**WORK TO BE COMPLETED:**
Somewhere below are a line with "Report one point per instance of the yellow eye" and a later line with "Report one point per instance of the fallen". Output exactly those lines and all lines between them.

**DATA:**
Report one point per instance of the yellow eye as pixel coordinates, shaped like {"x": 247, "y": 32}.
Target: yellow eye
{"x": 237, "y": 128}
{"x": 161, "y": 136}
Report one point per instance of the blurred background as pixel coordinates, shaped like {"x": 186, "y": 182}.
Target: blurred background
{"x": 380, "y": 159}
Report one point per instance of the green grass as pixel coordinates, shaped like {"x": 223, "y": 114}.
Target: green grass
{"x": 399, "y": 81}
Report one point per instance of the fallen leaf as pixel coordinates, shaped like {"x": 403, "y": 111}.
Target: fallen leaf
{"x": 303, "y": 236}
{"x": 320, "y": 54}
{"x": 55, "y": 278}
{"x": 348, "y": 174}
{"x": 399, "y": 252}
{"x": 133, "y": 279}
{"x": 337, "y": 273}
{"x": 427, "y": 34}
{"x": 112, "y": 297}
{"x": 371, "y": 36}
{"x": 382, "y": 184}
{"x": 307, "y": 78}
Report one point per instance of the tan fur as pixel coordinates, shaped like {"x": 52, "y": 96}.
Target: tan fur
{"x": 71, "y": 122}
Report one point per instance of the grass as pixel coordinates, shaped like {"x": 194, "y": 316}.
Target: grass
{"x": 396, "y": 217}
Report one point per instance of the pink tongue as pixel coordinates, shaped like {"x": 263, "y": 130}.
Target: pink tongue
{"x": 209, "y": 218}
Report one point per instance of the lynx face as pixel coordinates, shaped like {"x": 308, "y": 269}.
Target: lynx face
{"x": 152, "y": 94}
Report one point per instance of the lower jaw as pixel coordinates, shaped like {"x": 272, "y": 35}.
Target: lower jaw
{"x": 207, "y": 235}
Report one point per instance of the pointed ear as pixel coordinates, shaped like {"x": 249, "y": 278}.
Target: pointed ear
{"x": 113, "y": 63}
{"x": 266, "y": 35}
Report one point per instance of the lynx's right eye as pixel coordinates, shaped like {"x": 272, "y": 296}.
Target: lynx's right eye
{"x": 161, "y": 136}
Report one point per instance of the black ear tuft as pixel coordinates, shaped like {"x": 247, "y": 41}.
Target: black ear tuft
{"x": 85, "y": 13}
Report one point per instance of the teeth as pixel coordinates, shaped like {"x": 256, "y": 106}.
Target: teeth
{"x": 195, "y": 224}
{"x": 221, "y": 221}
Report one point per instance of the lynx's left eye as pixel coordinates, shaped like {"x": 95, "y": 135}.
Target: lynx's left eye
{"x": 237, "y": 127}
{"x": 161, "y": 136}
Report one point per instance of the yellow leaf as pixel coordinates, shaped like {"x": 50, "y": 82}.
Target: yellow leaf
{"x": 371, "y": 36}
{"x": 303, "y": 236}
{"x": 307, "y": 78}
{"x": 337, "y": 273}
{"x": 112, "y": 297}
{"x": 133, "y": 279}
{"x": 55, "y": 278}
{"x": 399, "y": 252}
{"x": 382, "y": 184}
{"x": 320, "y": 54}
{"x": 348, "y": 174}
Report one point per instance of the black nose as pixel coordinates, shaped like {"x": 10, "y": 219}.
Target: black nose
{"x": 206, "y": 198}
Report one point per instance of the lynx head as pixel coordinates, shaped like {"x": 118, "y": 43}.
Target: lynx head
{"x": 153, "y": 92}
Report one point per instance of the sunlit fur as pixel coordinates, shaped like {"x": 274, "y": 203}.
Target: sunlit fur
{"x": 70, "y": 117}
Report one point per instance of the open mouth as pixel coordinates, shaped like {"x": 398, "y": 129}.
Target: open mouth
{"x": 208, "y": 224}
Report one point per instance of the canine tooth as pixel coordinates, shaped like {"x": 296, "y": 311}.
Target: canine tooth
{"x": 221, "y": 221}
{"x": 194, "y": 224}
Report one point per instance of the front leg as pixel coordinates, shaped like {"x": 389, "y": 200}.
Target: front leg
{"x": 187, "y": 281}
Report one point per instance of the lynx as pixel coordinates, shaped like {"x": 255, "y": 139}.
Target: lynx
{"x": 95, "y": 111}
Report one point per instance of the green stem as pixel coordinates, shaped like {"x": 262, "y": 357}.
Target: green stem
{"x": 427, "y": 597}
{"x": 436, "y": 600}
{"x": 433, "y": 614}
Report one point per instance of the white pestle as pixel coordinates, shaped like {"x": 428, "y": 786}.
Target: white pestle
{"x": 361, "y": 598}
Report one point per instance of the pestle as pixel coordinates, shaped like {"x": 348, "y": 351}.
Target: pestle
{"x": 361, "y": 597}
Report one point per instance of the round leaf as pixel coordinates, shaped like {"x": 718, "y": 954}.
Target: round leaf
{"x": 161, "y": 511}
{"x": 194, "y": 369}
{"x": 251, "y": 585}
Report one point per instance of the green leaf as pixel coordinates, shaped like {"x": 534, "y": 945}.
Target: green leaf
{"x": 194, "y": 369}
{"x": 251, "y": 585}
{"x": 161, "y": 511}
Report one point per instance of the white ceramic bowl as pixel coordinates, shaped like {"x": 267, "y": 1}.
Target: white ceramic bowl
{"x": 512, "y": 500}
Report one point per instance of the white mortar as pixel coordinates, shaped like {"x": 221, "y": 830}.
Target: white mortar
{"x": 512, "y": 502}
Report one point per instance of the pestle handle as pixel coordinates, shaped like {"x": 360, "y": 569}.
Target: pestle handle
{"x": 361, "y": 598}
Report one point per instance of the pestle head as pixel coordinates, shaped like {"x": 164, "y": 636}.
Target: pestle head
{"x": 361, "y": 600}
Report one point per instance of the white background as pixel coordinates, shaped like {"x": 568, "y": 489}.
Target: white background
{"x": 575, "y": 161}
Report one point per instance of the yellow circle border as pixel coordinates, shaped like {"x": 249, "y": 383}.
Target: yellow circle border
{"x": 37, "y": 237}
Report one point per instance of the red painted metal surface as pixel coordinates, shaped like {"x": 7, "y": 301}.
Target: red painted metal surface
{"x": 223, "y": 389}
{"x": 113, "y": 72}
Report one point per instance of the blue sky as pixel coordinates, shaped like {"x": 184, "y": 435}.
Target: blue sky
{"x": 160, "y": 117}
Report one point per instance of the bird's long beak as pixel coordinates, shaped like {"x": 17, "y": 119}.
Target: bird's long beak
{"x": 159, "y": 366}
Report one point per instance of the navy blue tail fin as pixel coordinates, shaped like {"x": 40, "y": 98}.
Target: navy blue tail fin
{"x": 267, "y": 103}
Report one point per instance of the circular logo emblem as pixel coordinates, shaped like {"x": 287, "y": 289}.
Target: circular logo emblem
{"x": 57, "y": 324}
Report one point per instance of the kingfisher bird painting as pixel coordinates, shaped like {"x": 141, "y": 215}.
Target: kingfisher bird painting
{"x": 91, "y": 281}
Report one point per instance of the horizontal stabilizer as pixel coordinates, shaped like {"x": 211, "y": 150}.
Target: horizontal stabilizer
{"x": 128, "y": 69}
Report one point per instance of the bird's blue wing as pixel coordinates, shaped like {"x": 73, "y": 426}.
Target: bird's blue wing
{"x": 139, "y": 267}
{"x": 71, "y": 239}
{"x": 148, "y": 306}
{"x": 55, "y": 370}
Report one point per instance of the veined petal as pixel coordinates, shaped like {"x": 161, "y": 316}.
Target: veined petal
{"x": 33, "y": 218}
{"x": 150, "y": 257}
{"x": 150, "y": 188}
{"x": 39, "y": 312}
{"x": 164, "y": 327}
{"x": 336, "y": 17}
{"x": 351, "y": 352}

---

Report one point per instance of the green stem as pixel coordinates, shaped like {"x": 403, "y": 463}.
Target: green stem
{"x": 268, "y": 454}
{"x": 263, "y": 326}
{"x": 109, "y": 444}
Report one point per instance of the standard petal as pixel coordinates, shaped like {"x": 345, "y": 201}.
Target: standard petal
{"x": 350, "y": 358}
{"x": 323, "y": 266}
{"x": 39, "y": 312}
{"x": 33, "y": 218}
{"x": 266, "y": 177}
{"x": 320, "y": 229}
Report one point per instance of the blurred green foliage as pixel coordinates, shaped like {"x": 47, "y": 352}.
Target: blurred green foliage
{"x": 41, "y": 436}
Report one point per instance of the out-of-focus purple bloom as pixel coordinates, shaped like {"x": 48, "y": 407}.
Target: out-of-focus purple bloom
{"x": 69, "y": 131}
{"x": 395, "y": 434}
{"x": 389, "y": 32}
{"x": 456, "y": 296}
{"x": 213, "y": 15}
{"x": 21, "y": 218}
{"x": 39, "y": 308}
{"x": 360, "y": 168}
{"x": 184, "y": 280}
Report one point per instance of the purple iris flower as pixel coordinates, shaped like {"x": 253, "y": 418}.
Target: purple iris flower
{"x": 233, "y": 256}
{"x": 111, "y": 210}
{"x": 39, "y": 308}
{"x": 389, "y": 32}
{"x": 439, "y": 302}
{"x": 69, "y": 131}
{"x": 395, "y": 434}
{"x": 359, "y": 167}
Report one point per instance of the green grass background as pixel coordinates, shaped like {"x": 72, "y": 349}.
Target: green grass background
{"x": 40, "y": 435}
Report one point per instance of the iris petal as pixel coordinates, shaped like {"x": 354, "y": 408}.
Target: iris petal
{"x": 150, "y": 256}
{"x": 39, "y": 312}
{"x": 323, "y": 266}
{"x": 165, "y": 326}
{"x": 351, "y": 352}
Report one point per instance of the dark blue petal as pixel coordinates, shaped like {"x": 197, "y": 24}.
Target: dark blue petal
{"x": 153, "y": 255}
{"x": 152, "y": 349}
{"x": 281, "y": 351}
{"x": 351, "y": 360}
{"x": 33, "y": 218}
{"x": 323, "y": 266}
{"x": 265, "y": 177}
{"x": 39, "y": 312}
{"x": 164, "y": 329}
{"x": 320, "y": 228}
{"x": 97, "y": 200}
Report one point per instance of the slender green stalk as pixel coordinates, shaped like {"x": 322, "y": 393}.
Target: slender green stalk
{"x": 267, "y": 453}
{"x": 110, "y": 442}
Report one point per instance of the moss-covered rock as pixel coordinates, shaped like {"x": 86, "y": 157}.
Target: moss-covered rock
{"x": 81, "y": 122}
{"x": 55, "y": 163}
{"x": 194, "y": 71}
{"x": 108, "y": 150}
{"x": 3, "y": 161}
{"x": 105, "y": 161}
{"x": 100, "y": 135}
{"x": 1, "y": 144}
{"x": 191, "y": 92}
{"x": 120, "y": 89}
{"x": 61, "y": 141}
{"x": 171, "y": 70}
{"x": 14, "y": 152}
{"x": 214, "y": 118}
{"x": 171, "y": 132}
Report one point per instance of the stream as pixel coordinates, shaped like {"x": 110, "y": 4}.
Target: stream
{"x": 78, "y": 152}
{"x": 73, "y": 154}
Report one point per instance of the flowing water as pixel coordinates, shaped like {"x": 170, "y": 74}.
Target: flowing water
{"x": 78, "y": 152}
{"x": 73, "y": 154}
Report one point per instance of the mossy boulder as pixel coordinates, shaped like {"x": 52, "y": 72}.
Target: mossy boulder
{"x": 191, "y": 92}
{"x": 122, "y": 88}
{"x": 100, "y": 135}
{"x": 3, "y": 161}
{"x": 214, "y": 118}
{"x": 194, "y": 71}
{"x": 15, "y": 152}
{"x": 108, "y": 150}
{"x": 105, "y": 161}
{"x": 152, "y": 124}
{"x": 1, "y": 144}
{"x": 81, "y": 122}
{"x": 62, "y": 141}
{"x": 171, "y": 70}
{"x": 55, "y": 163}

**RESULT FOR THIS TASK:**
Report one point per instance of the yellow eye as pixel coordinates, shaped like {"x": 247, "y": 32}.
Target: yellow eye
{"x": 237, "y": 128}
{"x": 161, "y": 136}
Report one point per instance of the blurred background as pixel coordinates, shaped like {"x": 186, "y": 182}.
Target: blurred background
{"x": 380, "y": 159}
Report one point per instance of the green grass as pixel coordinates, shaped like {"x": 223, "y": 114}.
Target: green grass
{"x": 399, "y": 81}
Report one point per instance of the fallen leaf as pixel coordinates, shaped like {"x": 403, "y": 111}.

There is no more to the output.